#### BRIEF:
Print the line containing "Place one point on every instance of the blue sky" and each line after it through the end, please, with nothing added.

Collected data entries:
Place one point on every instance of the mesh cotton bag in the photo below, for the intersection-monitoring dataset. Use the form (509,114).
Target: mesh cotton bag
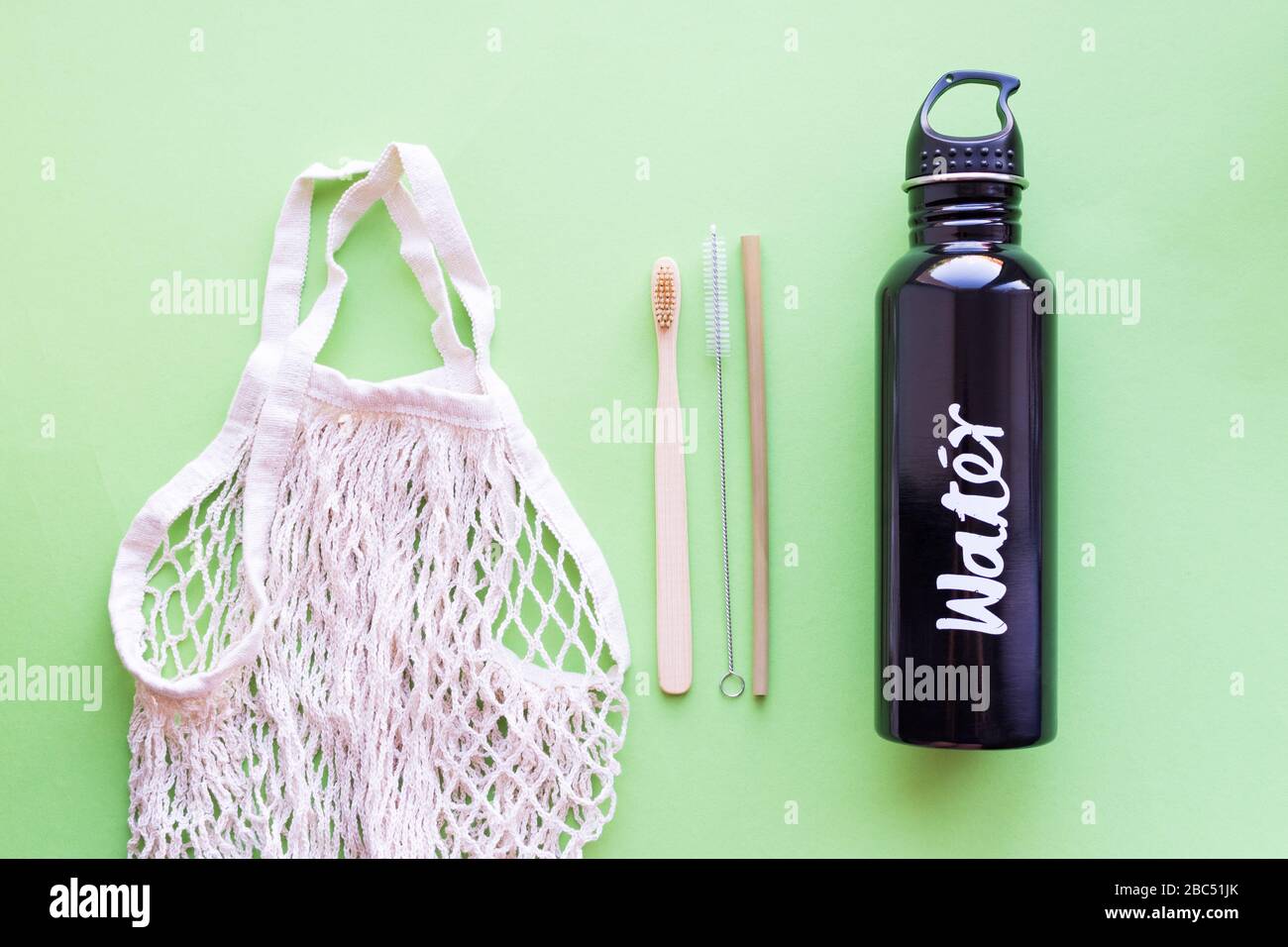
(366,620)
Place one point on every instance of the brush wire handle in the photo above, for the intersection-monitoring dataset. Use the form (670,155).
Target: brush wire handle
(674,616)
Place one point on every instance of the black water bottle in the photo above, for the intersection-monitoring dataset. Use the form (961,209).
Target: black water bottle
(966,609)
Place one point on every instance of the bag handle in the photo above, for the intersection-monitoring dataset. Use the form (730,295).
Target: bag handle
(443,230)
(288,263)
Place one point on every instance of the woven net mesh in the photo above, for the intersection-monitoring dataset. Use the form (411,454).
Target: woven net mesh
(433,677)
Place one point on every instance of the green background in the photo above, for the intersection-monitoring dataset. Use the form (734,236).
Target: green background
(175,159)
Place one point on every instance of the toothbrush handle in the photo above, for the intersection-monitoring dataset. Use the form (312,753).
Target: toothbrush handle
(674,618)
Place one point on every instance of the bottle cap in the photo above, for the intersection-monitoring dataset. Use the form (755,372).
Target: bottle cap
(934,157)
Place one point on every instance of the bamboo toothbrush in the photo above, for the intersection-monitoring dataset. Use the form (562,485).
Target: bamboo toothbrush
(674,620)
(759,464)
(716,282)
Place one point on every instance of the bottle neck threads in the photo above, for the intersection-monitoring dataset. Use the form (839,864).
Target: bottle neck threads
(964,211)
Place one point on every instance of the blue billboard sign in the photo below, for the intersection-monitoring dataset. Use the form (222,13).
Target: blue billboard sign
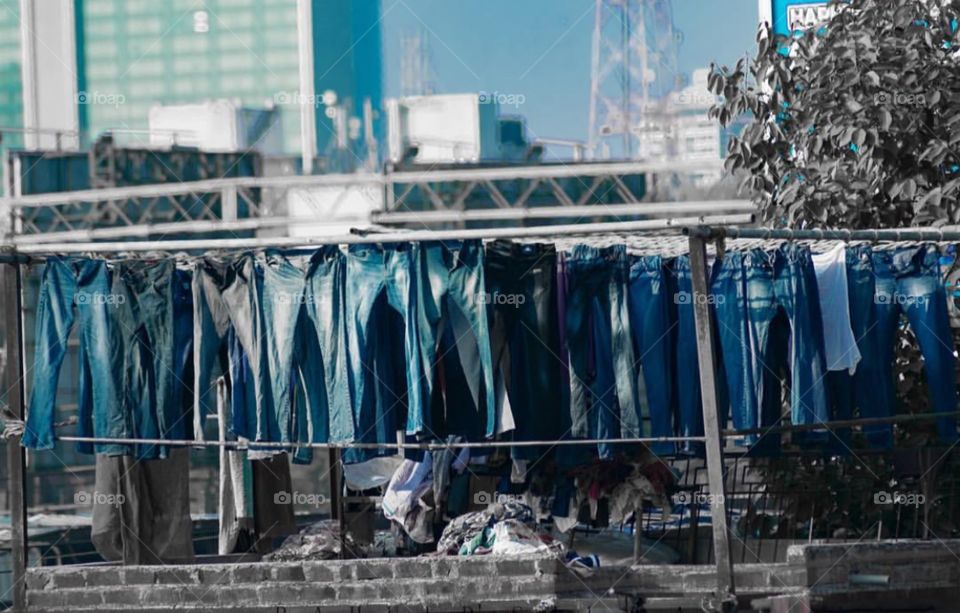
(789,16)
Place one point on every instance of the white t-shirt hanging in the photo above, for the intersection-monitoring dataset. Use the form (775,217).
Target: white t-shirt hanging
(841,345)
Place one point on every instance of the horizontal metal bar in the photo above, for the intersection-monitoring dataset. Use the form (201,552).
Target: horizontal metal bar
(537,171)
(180,227)
(948,233)
(427,446)
(557,171)
(658,209)
(568,212)
(387,237)
(841,423)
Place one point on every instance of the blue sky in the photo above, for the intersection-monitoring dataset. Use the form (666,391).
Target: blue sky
(541,49)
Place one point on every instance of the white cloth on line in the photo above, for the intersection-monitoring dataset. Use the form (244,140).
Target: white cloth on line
(841,345)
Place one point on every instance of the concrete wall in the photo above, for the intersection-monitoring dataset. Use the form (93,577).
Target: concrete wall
(413,584)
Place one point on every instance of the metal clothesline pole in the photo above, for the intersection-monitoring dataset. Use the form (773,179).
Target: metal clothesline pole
(545,213)
(11,285)
(386,237)
(394,445)
(672,209)
(724,596)
(947,233)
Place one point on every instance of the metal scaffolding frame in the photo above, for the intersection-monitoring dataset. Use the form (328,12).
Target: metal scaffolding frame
(229,200)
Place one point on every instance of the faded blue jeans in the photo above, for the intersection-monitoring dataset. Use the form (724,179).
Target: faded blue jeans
(74,290)
(452,285)
(305,324)
(908,282)
(242,293)
(212,331)
(603,387)
(782,289)
(651,324)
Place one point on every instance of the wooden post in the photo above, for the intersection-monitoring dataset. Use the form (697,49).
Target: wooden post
(336,493)
(10,286)
(711,423)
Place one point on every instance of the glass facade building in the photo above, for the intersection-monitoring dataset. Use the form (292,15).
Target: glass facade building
(134,54)
(11,83)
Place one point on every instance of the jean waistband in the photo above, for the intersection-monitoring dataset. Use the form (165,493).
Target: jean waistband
(641,264)
(509,250)
(907,260)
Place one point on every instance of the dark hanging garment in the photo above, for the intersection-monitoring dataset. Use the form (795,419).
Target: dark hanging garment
(141,509)
(273,499)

#### RESULT FOR THIS TASK:
Place one point on every instance of the blue sky in the photo above, for the intersection-monitoring dataset. Use the form (666,391).
Target: blue sky
(541,49)
Place one point on every instance of the white cloth on line in the photo above, for the intersection-monitoring dataset. Use the form (244,140).
Target: white cloth on line
(841,345)
Place one point on every instance of the concrete wall in the photo above, for the intersection-monitoring dataset. Use the form (93,577).
Target: concrete wall
(413,584)
Place one point on every instance of the metal clothesline pole in the photo above, for the intersection-monitoring dataset. Use the form (773,179).
Target: metal clothesline pole
(545,213)
(11,285)
(386,237)
(394,445)
(672,209)
(724,596)
(947,233)
Place one point on every instance of the metal scaffolding frame in the photo above, for the intersection-monitoring dataset. Use the form (328,12).
Target: metal scaffolding frame
(229,200)
Place one point on every instance of the faded blue jeans in the photo above, for the intersection-monitoring dataset. Use the form (724,179).
Target: faded blue jeans
(74,290)
(452,285)
(305,324)
(908,282)
(242,293)
(212,331)
(603,387)
(782,289)
(651,324)
Place one point on every instance of the wooden post in the photo above, for the intersection-monitoring dataset. Use the form (697,49).
Target: wooden post
(336,493)
(10,286)
(711,423)
Place one point on every instance of the glass facade building in the photo above, for the intersection-monitoring dataset. Use the form (292,15).
Target: glass facade building
(134,54)
(11,83)
Place one point on every instance of the jean waistband in the photo above, for the intersection-monitoring dataset. Use the form (165,493).
Target: jean waistband
(641,264)
(509,250)
(907,260)
Place one point on every instance of the dark hanging garment in the photo above, for the intersection-monitoring dataset. Use the form (795,419).
Target: dark hanging garment
(141,509)
(273,499)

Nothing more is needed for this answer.